◆ WHAT YOU NEED TO DO
Count how many lines in the entries below hold "hair". Only the number belongs in the answer.

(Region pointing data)
★ ★ ★ ★ ★
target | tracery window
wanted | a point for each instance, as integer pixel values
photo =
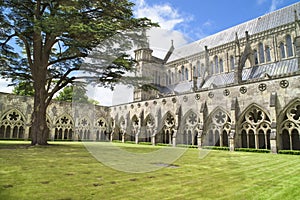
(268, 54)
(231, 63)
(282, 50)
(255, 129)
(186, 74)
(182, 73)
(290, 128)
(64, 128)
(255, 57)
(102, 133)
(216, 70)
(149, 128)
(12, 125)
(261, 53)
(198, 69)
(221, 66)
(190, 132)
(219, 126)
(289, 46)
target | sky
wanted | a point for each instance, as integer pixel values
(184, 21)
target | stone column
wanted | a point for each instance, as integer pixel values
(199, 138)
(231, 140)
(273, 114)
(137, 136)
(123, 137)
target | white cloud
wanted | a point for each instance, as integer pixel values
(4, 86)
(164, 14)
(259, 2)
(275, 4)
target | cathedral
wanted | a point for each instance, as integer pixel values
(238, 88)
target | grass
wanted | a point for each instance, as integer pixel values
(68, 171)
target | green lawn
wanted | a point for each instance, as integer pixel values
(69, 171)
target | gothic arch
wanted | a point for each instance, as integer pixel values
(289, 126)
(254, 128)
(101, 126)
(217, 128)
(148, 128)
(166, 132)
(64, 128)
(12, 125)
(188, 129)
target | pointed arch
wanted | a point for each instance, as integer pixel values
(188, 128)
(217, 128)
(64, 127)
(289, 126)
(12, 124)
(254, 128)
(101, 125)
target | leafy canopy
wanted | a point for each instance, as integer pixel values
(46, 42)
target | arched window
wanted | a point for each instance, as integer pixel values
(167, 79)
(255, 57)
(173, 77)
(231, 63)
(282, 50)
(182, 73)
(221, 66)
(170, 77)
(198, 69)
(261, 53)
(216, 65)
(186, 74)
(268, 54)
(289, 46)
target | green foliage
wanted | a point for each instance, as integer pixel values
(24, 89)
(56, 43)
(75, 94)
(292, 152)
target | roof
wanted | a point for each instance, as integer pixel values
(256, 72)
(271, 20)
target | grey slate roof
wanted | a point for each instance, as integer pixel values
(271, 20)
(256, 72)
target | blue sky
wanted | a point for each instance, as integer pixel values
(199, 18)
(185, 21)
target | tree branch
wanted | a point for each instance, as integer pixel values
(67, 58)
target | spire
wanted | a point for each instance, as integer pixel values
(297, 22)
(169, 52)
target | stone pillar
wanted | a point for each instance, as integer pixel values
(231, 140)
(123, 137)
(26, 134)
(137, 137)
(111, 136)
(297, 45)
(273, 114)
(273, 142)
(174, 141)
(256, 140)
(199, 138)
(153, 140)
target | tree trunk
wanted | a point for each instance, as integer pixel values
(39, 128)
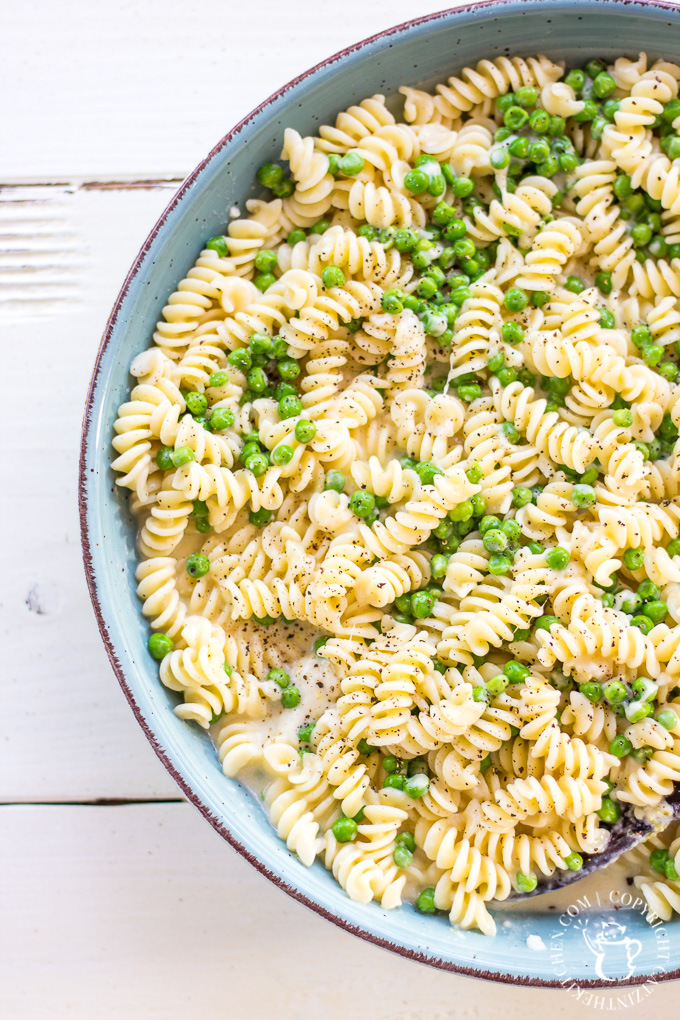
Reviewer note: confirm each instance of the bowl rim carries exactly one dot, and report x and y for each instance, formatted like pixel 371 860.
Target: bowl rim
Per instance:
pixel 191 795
★ ★ ★ ★ ★
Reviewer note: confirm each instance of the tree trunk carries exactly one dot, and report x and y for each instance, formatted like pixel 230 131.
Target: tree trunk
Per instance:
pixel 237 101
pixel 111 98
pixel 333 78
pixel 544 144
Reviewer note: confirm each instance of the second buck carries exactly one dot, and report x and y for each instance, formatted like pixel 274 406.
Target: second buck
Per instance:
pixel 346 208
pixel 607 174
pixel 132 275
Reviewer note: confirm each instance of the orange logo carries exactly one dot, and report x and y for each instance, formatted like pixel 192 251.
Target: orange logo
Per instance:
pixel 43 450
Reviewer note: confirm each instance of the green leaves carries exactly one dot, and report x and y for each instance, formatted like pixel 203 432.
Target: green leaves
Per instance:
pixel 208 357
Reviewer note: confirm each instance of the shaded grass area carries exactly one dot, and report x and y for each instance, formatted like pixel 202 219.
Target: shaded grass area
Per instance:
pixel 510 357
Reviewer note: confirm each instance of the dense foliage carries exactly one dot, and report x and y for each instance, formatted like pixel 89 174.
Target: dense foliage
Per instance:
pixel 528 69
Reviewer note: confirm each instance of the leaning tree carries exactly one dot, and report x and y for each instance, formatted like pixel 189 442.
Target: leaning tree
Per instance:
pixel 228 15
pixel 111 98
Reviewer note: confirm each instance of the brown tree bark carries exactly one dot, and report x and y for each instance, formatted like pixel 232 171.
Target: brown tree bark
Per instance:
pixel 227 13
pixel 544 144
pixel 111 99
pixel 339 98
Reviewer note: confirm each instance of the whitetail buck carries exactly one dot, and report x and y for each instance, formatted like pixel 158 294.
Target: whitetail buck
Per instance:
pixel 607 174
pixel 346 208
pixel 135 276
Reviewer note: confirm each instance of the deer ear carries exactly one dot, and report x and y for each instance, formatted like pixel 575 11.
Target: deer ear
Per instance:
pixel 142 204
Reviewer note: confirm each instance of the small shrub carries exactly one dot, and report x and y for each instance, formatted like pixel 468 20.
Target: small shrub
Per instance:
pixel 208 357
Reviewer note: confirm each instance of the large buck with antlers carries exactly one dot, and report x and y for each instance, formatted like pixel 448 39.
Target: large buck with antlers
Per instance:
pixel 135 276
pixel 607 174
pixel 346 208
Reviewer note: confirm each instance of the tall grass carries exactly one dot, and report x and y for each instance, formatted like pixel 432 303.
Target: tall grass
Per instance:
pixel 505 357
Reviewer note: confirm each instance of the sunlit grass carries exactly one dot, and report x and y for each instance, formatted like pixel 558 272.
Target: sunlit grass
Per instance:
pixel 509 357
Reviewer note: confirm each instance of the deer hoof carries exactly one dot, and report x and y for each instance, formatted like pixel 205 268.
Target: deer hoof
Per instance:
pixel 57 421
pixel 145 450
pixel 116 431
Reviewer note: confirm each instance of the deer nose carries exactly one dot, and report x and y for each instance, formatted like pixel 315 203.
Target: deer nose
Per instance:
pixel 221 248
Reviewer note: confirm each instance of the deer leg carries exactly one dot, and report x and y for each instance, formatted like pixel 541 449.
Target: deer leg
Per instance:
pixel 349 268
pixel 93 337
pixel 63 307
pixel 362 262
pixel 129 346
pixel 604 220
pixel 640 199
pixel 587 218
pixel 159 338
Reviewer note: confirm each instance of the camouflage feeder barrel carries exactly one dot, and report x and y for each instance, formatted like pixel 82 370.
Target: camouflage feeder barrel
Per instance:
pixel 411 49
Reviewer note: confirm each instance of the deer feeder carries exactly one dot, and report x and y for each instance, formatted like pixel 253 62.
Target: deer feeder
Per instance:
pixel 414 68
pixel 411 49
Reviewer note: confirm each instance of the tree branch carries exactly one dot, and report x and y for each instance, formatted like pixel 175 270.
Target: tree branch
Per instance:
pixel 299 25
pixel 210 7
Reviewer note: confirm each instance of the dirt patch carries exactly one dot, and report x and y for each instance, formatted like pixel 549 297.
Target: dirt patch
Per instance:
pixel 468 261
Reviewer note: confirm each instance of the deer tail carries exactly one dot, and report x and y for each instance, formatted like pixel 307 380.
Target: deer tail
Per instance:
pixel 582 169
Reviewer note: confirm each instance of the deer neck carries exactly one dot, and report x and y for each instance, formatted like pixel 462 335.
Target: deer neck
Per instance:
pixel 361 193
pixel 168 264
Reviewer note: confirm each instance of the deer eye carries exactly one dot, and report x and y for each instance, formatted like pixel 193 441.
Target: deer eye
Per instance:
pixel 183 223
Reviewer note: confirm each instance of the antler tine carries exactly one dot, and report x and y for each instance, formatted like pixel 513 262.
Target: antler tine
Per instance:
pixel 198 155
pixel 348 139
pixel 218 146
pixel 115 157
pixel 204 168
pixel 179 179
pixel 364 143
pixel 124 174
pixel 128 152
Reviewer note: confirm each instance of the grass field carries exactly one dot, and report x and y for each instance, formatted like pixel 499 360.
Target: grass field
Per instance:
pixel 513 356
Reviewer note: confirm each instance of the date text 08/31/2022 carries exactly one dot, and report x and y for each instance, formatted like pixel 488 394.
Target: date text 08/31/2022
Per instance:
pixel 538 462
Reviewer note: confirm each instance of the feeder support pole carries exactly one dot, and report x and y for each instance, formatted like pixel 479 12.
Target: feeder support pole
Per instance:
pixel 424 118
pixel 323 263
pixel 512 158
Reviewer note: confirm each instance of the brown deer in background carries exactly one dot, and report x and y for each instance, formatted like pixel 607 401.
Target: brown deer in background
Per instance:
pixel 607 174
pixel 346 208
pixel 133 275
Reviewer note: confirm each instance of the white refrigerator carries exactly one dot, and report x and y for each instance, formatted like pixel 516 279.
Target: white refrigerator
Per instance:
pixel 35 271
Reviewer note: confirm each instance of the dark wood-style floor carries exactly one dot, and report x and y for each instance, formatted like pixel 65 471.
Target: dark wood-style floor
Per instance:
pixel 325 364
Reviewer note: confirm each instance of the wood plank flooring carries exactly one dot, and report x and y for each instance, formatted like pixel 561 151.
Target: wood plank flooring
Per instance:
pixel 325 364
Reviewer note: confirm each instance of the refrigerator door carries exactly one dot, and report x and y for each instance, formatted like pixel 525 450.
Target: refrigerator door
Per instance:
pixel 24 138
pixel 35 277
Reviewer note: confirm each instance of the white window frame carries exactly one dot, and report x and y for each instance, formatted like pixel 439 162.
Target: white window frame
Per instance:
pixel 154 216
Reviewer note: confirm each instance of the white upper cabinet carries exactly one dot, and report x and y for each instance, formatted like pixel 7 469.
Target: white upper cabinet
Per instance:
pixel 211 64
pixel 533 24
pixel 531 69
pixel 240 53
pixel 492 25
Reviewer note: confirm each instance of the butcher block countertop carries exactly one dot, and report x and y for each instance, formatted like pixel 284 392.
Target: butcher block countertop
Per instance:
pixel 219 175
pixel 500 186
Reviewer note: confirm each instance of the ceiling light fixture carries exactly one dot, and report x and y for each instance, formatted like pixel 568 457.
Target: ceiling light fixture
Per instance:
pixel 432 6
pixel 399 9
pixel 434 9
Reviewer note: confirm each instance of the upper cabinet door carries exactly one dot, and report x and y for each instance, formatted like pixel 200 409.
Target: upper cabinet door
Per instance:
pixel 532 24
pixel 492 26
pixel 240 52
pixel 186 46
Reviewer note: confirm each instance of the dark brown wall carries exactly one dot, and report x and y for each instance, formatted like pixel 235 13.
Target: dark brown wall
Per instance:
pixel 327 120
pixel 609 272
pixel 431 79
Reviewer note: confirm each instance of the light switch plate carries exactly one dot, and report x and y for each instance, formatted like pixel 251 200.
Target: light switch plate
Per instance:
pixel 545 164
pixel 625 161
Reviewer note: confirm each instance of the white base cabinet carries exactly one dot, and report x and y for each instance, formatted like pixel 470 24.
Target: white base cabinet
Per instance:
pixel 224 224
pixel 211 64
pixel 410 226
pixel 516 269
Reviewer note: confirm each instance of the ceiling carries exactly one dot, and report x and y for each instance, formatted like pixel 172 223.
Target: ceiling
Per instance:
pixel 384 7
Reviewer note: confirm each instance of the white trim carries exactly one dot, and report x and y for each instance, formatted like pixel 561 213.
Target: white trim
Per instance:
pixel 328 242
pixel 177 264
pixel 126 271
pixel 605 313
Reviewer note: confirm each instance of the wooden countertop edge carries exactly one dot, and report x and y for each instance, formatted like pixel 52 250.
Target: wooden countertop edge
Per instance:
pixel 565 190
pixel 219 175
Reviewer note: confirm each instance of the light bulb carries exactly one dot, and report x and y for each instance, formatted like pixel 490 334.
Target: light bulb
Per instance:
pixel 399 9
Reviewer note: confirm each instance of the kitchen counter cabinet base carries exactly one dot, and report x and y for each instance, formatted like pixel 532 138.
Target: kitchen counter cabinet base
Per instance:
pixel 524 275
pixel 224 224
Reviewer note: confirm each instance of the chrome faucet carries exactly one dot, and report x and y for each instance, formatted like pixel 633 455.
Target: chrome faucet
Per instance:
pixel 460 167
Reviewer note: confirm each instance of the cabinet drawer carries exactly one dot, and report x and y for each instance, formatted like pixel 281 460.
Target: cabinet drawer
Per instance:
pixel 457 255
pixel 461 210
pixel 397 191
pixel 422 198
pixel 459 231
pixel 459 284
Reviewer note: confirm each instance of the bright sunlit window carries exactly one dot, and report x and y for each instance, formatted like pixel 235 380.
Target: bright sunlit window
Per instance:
★ ★ ★ ★ ★
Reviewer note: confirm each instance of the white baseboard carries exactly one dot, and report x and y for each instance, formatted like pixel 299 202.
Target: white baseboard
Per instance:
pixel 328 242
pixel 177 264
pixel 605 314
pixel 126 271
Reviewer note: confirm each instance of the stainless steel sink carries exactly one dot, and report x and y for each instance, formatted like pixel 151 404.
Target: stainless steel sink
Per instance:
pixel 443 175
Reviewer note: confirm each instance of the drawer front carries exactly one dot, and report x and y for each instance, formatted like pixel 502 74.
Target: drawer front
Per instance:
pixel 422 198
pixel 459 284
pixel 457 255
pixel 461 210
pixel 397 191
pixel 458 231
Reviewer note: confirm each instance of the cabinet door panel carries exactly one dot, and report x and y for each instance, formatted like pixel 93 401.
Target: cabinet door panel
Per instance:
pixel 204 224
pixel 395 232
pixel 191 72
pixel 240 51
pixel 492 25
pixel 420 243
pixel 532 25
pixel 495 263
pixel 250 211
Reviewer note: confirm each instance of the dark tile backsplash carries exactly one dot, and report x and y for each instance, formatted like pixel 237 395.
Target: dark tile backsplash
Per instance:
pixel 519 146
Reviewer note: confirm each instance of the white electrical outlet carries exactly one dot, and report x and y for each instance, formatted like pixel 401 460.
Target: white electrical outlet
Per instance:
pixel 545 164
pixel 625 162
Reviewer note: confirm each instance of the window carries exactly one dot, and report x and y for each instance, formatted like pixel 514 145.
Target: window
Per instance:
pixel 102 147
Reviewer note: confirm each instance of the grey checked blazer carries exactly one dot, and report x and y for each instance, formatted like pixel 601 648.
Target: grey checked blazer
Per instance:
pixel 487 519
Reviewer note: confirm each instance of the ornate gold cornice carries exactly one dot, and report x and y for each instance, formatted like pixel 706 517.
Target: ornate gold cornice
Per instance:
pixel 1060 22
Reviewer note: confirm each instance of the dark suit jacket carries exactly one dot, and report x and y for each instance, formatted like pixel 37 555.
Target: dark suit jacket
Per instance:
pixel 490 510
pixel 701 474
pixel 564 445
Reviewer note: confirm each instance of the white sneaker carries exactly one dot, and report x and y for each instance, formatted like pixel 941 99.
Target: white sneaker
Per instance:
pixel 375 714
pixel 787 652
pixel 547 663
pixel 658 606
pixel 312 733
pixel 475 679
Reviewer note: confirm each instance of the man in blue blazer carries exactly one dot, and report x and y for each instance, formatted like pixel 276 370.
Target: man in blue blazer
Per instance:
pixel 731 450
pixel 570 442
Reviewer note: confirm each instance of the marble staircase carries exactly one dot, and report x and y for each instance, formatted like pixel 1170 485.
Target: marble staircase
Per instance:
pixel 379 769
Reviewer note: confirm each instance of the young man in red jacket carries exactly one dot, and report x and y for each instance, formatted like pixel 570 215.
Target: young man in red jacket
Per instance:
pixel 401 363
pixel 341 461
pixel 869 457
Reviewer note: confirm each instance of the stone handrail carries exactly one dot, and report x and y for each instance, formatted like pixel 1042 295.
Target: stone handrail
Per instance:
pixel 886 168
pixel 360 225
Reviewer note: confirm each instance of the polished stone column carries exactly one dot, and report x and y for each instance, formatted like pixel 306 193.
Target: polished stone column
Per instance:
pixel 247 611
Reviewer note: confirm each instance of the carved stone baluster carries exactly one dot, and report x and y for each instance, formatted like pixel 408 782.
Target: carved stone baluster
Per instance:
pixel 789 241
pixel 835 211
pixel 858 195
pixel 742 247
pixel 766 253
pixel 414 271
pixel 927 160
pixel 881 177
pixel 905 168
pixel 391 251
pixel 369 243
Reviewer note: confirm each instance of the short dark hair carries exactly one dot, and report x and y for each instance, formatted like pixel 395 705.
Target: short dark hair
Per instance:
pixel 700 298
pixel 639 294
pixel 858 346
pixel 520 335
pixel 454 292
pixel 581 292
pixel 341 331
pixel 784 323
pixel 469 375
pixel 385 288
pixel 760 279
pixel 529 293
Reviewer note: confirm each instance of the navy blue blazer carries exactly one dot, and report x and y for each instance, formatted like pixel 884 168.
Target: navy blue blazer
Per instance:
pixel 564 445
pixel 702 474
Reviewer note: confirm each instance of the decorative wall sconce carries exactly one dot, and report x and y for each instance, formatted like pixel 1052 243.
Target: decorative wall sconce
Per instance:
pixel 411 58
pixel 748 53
★ ★ ★ ★ ★
◆ RESPONSE AREA
2